Problem
Put the lines of the listing below into a Markdown table with the columns Row and Line, numbering each row and leaving out any blank lines.

(Stored entries)
■ ■ ■ ■ ■

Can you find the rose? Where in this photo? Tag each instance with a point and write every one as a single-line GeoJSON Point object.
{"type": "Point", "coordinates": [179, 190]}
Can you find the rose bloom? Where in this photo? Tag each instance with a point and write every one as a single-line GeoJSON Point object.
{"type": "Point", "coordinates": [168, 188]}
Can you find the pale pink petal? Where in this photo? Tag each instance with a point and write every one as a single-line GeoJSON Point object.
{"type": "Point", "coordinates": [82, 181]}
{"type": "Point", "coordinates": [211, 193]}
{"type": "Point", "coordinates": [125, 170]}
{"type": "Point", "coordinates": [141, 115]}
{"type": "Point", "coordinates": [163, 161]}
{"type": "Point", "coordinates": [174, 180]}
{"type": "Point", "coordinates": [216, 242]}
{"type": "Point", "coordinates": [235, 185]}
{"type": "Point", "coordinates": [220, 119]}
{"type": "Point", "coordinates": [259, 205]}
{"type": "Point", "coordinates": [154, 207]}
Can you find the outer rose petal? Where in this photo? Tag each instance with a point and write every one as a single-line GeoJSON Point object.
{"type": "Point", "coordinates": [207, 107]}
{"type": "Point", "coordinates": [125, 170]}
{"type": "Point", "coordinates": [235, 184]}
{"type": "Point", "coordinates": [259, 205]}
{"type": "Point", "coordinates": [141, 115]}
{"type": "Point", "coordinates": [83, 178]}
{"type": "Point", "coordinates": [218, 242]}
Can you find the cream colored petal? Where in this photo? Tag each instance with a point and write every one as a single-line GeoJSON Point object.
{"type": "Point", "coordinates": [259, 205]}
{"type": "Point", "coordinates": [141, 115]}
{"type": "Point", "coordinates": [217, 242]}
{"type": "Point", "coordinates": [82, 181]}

■ ■ ■ ■ ■

Written answer
| Row | Line |
|---|---|
| 1 | Can you find the rose? Where in this photo? Tag each instance with a point and write every one as a single-line GeoJSON Point object. |
| 2 | {"type": "Point", "coordinates": [179, 190]} |
| 3 | Can you find the rose bloom? Where in this photo? Tag each instance with a point and write every one as a single-line GeoJSON Point object. |
| 4 | {"type": "Point", "coordinates": [168, 188]} |
| 5 | Can you find the pale pink petal? Where in this photo? Tag each instance with a point and write every one as a single-line GeoJSON Point object. |
| 6 | {"type": "Point", "coordinates": [82, 181]} |
| 7 | {"type": "Point", "coordinates": [211, 193]} |
| 8 | {"type": "Point", "coordinates": [125, 170]} |
| 9 | {"type": "Point", "coordinates": [141, 115]} |
| 10 | {"type": "Point", "coordinates": [163, 161]} |
| 11 | {"type": "Point", "coordinates": [174, 180]} |
| 12 | {"type": "Point", "coordinates": [216, 242]} |
| 13 | {"type": "Point", "coordinates": [235, 185]} |
| 14 | {"type": "Point", "coordinates": [220, 119]} |
| 15 | {"type": "Point", "coordinates": [259, 205]} |
| 16 | {"type": "Point", "coordinates": [154, 207]} |
| 17 | Can you find the outer rose petal? Where in this photo? Tag each instance with a point and write every one as a single-line GeoJSON Point object. |
| 18 | {"type": "Point", "coordinates": [207, 107]} |
| 19 | {"type": "Point", "coordinates": [125, 170]} |
| 20 | {"type": "Point", "coordinates": [235, 184]} |
| 21 | {"type": "Point", "coordinates": [259, 205]} |
| 22 | {"type": "Point", "coordinates": [141, 115]} |
| 23 | {"type": "Point", "coordinates": [83, 178]} |
| 24 | {"type": "Point", "coordinates": [218, 242]} |
| 25 | Can you find the cream colored petal? Where in this photo? Tag each instance with a point and write every one as a single-line GeoJSON Point object. |
| 26 | {"type": "Point", "coordinates": [259, 205]} |
| 27 | {"type": "Point", "coordinates": [141, 115]} |
| 28 | {"type": "Point", "coordinates": [217, 242]} |
| 29 | {"type": "Point", "coordinates": [82, 181]} |